TASK GOAL: Omit all pictures. Quote only the lines from the one with "--target grassy hillside" through the end of the material below.

DATA SECTION:
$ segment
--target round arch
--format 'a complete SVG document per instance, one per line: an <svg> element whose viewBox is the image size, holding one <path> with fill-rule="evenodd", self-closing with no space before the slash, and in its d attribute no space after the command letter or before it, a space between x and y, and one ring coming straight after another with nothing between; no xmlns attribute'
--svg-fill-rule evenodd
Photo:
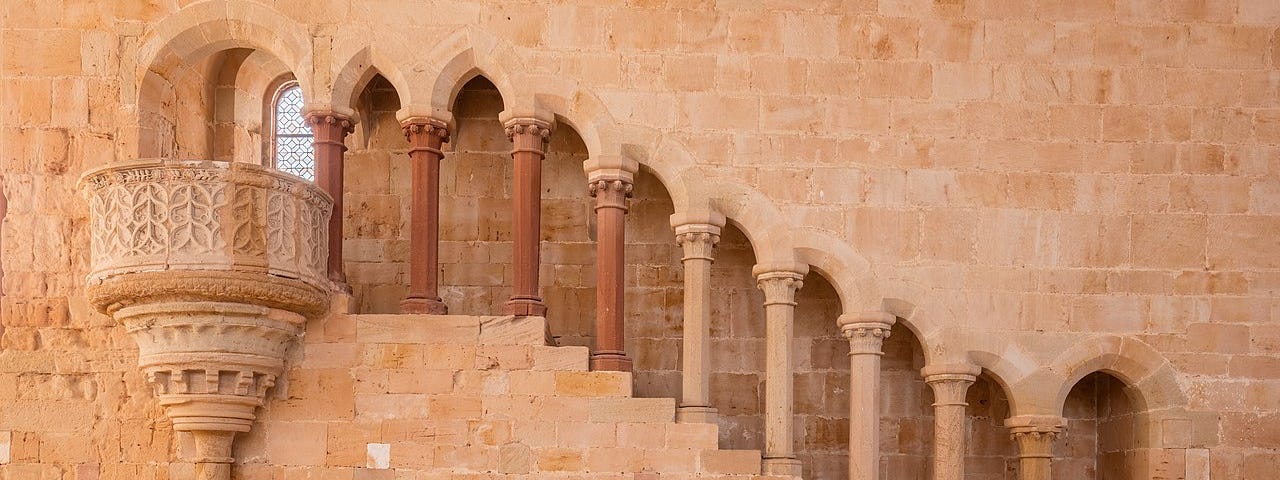
<svg viewBox="0 0 1280 480"><path fill-rule="evenodd" d="M1062 352L1046 369L1057 380L1054 405L1061 414L1067 395L1085 376L1110 374L1135 393L1139 411L1185 407L1186 393L1177 372L1155 349L1137 339L1117 335L1092 337Z"/></svg>

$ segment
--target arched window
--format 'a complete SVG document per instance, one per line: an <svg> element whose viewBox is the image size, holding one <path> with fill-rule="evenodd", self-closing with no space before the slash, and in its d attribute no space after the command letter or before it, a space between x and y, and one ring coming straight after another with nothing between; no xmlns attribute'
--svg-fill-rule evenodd
<svg viewBox="0 0 1280 480"><path fill-rule="evenodd" d="M315 180L316 153L311 126L302 118L302 88L287 82L276 91L272 111L272 166L307 180Z"/></svg>

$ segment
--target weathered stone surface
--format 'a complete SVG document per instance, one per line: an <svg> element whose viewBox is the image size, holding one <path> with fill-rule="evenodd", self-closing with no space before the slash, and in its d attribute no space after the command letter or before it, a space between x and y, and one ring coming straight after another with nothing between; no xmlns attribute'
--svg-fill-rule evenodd
<svg viewBox="0 0 1280 480"><path fill-rule="evenodd" d="M207 352L187 352L204 355L269 346L269 329L228 335L222 314L185 332L150 314L126 327L95 313L107 300L91 297L178 292L279 307L350 287L330 309L398 311L421 253L410 206L411 157L423 152L409 153L404 119L449 124L442 300L453 313L493 318L512 294L513 265L528 260L513 248L511 202L531 192L513 182L504 110L555 132L540 148L536 189L543 332L499 321L430 333L424 317L292 322L302 345L258 349L283 364L266 366L280 370L279 385L257 414L326 424L325 444L290 450L255 427L238 437L237 476L539 475L545 460L564 475L648 478L703 465L697 452L557 430L589 423L589 397L557 388L625 393L557 376L584 372L596 345L600 232L584 185L588 171L611 168L634 177L621 332L635 362L631 391L716 419L722 446L764 447L765 412L790 406L790 427L769 423L774 446L789 442L808 476L843 476L858 392L835 319L883 309L905 325L885 342L880 391L868 397L884 413L879 458L890 478L926 475L929 457L954 440L951 429L932 430L930 403L940 400L920 368L966 362L983 368L965 399L968 477L1016 469L1018 446L1002 422L1022 415L1066 419L1050 449L1060 478L1275 469L1274 439L1258 428L1274 423L1280 395L1275 2L437 3L429 15L341 0L5 5L0 430L12 433L0 477L196 476L188 454L225 438L175 434L183 422L161 420L148 381L193 392L267 384L225 362L179 375L134 365L172 363L156 352L201 336L192 332L222 332L196 342ZM241 208L207 216L169 208L187 202L168 190L135 190L105 223L93 220L105 204L75 195L78 175L136 159L270 164L270 104L290 79L309 112L354 121L335 217L345 222L334 242L344 246L345 285L326 283L310 300L287 288L314 276L278 261L303 251L286 244L307 236L258 248L260 225L244 222L285 220L271 195L233 196L228 207ZM330 116L313 118L329 125ZM269 183L246 190L277 192ZM200 254L184 249L211 237L187 230L187 218L243 224L220 246L240 253L193 261ZM672 220L722 228L714 263L684 268ZM109 295L86 288L86 277L123 271L95 257L103 225L131 232L109 250L145 239L169 249L116 255L155 281ZM782 329L767 328L751 274L779 262L812 272L787 345ZM184 275L167 278L176 281L157 276L175 270ZM548 334L566 347L543 347ZM766 361L767 350L790 352L781 369L790 401L777 400L782 362ZM1098 371L1115 379L1090 375ZM948 412L939 419L954 425L959 407L949 407L937 407ZM375 411L395 418L366 421ZM480 417L463 418L471 415ZM506 438L496 421L515 422L520 440L486 443ZM364 468L370 444L391 446L388 469ZM662 472L635 473L654 466Z"/></svg>

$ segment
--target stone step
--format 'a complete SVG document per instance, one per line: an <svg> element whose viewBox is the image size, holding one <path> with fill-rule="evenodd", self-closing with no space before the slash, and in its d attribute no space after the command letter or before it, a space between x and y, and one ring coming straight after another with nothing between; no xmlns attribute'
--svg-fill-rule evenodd
<svg viewBox="0 0 1280 480"><path fill-rule="evenodd" d="M587 418L593 423L673 423L676 401L672 398L591 398Z"/></svg>
<svg viewBox="0 0 1280 480"><path fill-rule="evenodd" d="M353 321L359 343L388 344L548 344L543 317L471 315L346 315Z"/></svg>

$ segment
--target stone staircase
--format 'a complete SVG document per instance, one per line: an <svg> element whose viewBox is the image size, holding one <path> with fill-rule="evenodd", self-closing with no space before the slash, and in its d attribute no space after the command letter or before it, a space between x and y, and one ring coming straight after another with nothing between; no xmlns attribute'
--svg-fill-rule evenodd
<svg viewBox="0 0 1280 480"><path fill-rule="evenodd" d="M588 371L585 347L548 346L541 317L340 313L306 332L263 438L241 440L243 478L792 478L675 423L673 399L633 398L630 373Z"/></svg>

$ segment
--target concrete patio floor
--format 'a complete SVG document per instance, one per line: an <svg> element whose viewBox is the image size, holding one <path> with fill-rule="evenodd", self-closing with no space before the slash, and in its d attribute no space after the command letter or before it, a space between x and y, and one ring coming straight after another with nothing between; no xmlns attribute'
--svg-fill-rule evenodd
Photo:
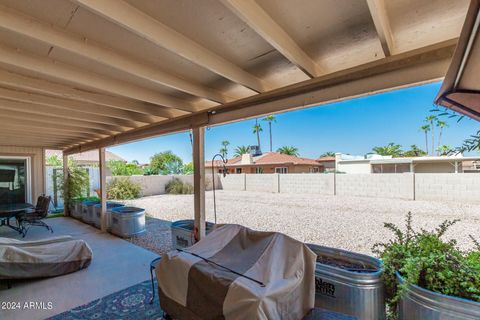
<svg viewBox="0 0 480 320"><path fill-rule="evenodd" d="M84 270L55 278L14 282L11 289L0 289L1 302L52 303L50 310L0 310L2 320L45 319L116 291L150 279L150 262L155 253L123 239L102 233L71 218L53 218L51 234L45 228L32 227L23 240L71 235L85 240L93 251L91 265ZM0 237L22 239L15 231L0 228Z"/></svg>

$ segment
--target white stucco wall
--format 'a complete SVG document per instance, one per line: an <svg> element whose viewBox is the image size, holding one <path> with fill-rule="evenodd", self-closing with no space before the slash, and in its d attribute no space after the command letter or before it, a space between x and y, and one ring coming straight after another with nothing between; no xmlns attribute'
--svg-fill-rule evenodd
<svg viewBox="0 0 480 320"><path fill-rule="evenodd" d="M281 174L282 193L334 194L334 174Z"/></svg>
<svg viewBox="0 0 480 320"><path fill-rule="evenodd" d="M337 162L337 171L348 174L371 173L370 160L342 160Z"/></svg>
<svg viewBox="0 0 480 320"><path fill-rule="evenodd" d="M480 175L477 173L415 174L416 200L480 202Z"/></svg>
<svg viewBox="0 0 480 320"><path fill-rule="evenodd" d="M413 174L337 174L339 196L414 199Z"/></svg>

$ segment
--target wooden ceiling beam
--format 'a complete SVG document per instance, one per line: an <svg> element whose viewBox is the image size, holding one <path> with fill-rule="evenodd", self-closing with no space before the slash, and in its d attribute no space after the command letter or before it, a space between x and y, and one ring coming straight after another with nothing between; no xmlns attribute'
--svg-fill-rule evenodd
<svg viewBox="0 0 480 320"><path fill-rule="evenodd" d="M134 34L256 92L268 86L256 76L122 0L74 0Z"/></svg>
<svg viewBox="0 0 480 320"><path fill-rule="evenodd" d="M385 7L385 0L367 0L367 4L385 57L395 54L395 43Z"/></svg>
<svg viewBox="0 0 480 320"><path fill-rule="evenodd" d="M27 124L30 120L44 122L44 123L51 123L51 124L62 124L62 125L67 125L71 127L77 127L79 129L85 128L85 129L101 130L106 134L127 131L126 128L121 126L106 125L102 123L95 123L95 122L83 121L83 120L72 120L72 119L68 119L63 116L59 116L55 114L44 115L38 112L30 112L23 108L24 104L22 102L7 101L7 103L5 103L5 101L6 100L0 99L0 109L2 110L0 112L0 118L21 119L21 120L24 120ZM22 109L20 109L19 104L21 105ZM9 105L10 105L10 108L8 107ZM11 108L14 105L17 105L17 108ZM5 106L5 107L2 107L2 106Z"/></svg>
<svg viewBox="0 0 480 320"><path fill-rule="evenodd" d="M17 90L31 91L57 98L92 104L103 115L111 114L120 119L152 123L160 118L172 118L173 110L161 108L140 101L124 99L92 91L72 88L43 79L32 78L0 69L0 84ZM66 101L65 101L66 102ZM83 105L85 110L93 110ZM160 119L161 120L161 119Z"/></svg>
<svg viewBox="0 0 480 320"><path fill-rule="evenodd" d="M140 125L138 125L134 121L89 114L89 113L82 112L82 109L80 108L75 108L75 107L62 108L62 107L45 106L35 102L35 100L33 99L35 95L32 95L33 96L32 99L13 100L12 95L10 95L9 93L4 94L5 91L9 91L9 90L0 88L0 109L6 109L6 110L12 110L12 111L23 111L23 112L28 112L32 114L38 114L38 115L52 115L55 117L61 117L65 119L81 120L81 121L106 124L106 125L117 126L117 127L126 127L126 128L140 127Z"/></svg>
<svg viewBox="0 0 480 320"><path fill-rule="evenodd" d="M65 125L63 123L51 123L45 122L37 119L32 119L33 117L24 116L24 115L5 115L5 112L0 114L0 121L2 126L5 127L22 127L22 128L30 128L30 131L34 132L35 130L39 130L41 132L61 132L62 134L69 134L75 137L92 137L92 138L105 138L112 134L112 132L107 130L99 130L99 129L91 129L85 127L76 127L71 125ZM32 120L30 120L32 119ZM43 130L46 129L46 130Z"/></svg>
<svg viewBox="0 0 480 320"><path fill-rule="evenodd" d="M232 100L212 88L186 81L154 65L144 64L139 59L107 49L101 44L14 12L4 6L0 6L0 27L193 96L218 103Z"/></svg>
<svg viewBox="0 0 480 320"><path fill-rule="evenodd" d="M72 136L65 136L59 133L45 133L39 131L25 131L21 129L10 129L10 128L0 128L0 137L4 139L5 137L25 137L32 140L35 140L37 137L44 139L44 140L51 140L51 141L68 141L69 143L86 143L93 141L94 139L80 139L77 137ZM1 144L1 143L0 143Z"/></svg>
<svg viewBox="0 0 480 320"><path fill-rule="evenodd" d="M105 77L50 58L21 52L3 45L0 45L0 62L24 70L38 72L62 81L76 83L93 90L101 90L122 97L172 108L176 115L183 115L197 110L196 106L186 100L170 97L129 82Z"/></svg>
<svg viewBox="0 0 480 320"><path fill-rule="evenodd" d="M222 2L310 78L318 77L323 73L320 66L255 0L222 0Z"/></svg>

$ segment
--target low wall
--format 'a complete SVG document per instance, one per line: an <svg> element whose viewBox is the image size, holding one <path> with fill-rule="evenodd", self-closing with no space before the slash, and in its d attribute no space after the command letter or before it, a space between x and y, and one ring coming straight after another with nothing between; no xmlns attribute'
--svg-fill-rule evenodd
<svg viewBox="0 0 480 320"><path fill-rule="evenodd" d="M246 174L245 189L248 191L278 192L278 173Z"/></svg>
<svg viewBox="0 0 480 320"><path fill-rule="evenodd" d="M413 200L413 174L337 174L336 194Z"/></svg>
<svg viewBox="0 0 480 320"><path fill-rule="evenodd" d="M480 174L230 174L224 190L480 203Z"/></svg>
<svg viewBox="0 0 480 320"><path fill-rule="evenodd" d="M480 175L476 173L415 174L415 199L480 202Z"/></svg>
<svg viewBox="0 0 480 320"><path fill-rule="evenodd" d="M333 174L281 174L281 193L334 194Z"/></svg>

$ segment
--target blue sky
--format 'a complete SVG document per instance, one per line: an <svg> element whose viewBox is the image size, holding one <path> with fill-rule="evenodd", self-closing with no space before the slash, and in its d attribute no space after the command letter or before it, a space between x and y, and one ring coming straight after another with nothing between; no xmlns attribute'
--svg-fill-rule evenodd
<svg viewBox="0 0 480 320"><path fill-rule="evenodd" d="M277 114L273 124L273 149L293 145L302 157L317 158L326 151L363 155L372 147L395 142L407 149L416 144L425 148L419 127L433 108L432 101L440 88L433 83L393 92L381 93L349 101L337 102L304 110ZM230 141L229 151L238 145L256 144L252 132L255 120L212 127L205 132L205 157L211 159L223 140ZM268 124L260 121L262 151L269 151ZM464 118L460 123L448 120L442 144L458 146L479 129L478 122ZM148 163L150 157L171 150L190 162L191 145L188 133L148 139L109 148L128 161Z"/></svg>

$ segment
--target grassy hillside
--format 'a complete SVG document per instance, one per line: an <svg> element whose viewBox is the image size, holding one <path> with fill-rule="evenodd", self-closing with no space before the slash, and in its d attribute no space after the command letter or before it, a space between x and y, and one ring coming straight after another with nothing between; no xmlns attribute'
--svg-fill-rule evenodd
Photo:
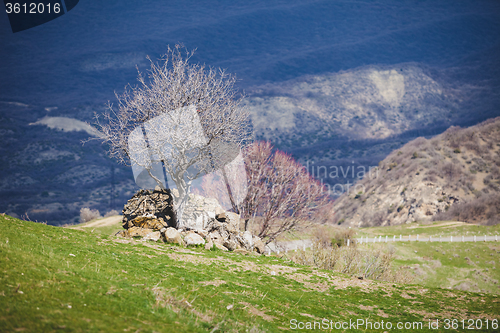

ANSWER SECTION:
--target grassy hillside
--format 'a complete SVG document per instance, one per line: an <svg> element whose viewBox is the image size, holding one <path> with fill-rule="evenodd", self-closing with no space before the slash, and in its d attribute no space after the command letter or before it, a space between x and y, and one ring coming straight after another with nothing between; no xmlns attribute'
--svg-fill-rule evenodd
Photo:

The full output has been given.